++++ Source ++++

As the oil and gas sector has contributed progressively less to the state budget, policymakers are seeking ways to boost revenue from the industry. Walking the tightrope between an attractive investment climate and greater state revenue shares has proven challenging, particularly since the slump in oil prices began in 2014. New government regulations implemented since 2001 have affected the way the sector operates.
REDRAWING THE RULES: The regulatory environment has been in a state of flux for much of the new millennium, starting in 2001 with the introduction of a new Oil and Gas Law. Shortly thereafter, state-run upstream and downstream regulatory bodies and companies were established in the form of BPMIGAS and BPH MIGAS in 2002 and Pertamina in 2003. Government Regulation No. 35 of 2004 and Government Regulation No. 36 of 2004 for upstream and downstream business activities, respectively, were issued in 2004. In 2008 the government began to express a desire to keep a larger share of the revenue derived from extractive industries, resulting in a list of 17 negative cost-recovery items. This was followed with Government Regulation No. 79 of 2010, which redrew the rules pertaining to cost recovery and income tax on upstream operations.
Conscious of the declining revenue in the sector, the government rolled out a new plan in January 2017 intended to simplify contract structures, slash red tape, encourage new investment, increase government revenue splits, and lower the cost of exploration and production. The primary means through which these goals are to be achieved is Government Regulation No. 8, which redesigns the contract splits from the previous standard production-sharing contract (PSC) to a new gross-split PSC system. The new gross-split PSC regulation divides gross production revenues between the government and contractor.
These changes were made in part to address one of the complaints levelled at the previous net-split contracts by contractors who sometimes found it challenging to recoup the funds owed through the cost-recovery process. Because these funds were funnelled into the budget, the relevant government bodies often struggled to convince Parliament to allocate the cost-recovery funds to the companies. In this sense, gross-cost recovery can be viewed as a means to address perceived problems with the system by slashing bureaucracy and eliminating a level of regulation.
NEW APPROACH: “It is positive that the government is looking at new ways to do things because some big potential projects have been delayed in the past as investors felt that the returns did not always justify the investment,” Sacha Winzenried, lead advisor for energy, utilities and mining at PwC Indonesia, told OBG.

++++ Given data ++++

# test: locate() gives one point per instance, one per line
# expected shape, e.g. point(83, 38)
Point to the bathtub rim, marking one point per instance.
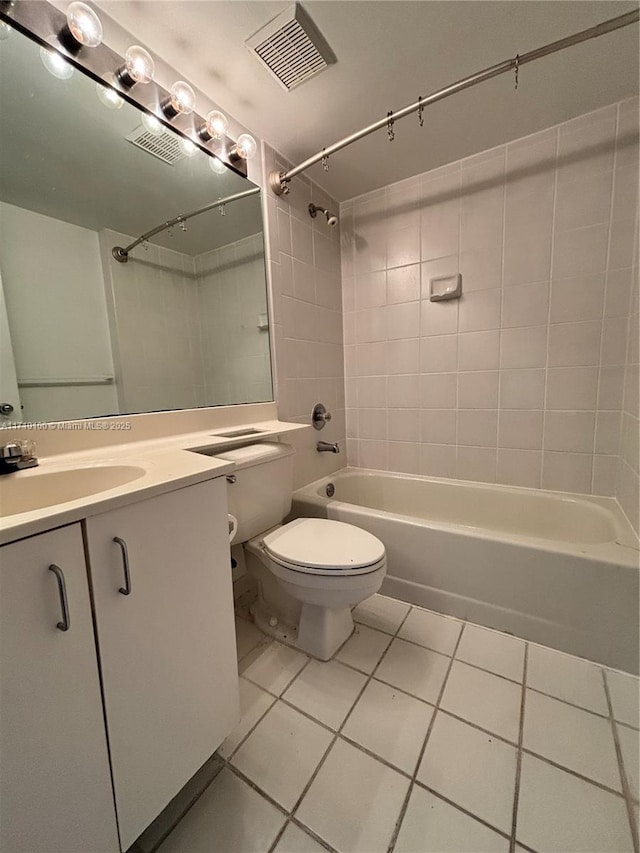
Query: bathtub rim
point(624, 550)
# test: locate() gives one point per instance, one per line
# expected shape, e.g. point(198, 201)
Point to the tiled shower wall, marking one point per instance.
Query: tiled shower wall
point(304, 266)
point(521, 381)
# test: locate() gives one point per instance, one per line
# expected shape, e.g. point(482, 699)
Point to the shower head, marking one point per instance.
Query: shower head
point(332, 219)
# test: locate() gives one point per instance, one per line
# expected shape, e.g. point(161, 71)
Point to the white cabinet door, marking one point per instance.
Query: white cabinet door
point(167, 649)
point(55, 785)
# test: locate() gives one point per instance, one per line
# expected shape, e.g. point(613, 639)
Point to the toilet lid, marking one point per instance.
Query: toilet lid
point(323, 544)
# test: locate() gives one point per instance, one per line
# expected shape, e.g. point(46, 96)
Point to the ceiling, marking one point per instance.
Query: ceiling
point(60, 132)
point(389, 53)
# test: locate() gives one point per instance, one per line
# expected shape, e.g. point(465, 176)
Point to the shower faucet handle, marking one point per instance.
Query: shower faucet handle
point(320, 416)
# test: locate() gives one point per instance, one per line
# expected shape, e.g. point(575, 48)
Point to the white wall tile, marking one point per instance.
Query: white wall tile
point(572, 431)
point(525, 305)
point(522, 389)
point(574, 344)
point(438, 390)
point(520, 429)
point(438, 426)
point(479, 351)
point(540, 336)
point(479, 310)
point(525, 347)
point(478, 428)
point(439, 354)
point(478, 390)
point(403, 284)
point(572, 388)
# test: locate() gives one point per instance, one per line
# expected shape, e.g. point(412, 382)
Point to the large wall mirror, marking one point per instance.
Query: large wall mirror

++++

● Task goal
Reproduce the passage on oil and gas regulation word for word, from "These changes were" up to and including "level of regulation.".

● Response to this exercise
These changes were made in part to address one of the complaints levelled at the previous net-split contracts by contractors who sometimes found it challenging to recoup the funds owed through the cost-recovery process. Because these funds were funnelled into the budget, the relevant government bodies often struggled to convince Parliament to allocate the cost-recovery funds to the companies. In this sense, gross-cost recovery can be viewed as a means to address perceived problems with the system by slashing bureaucracy and eliminating a level of regulation.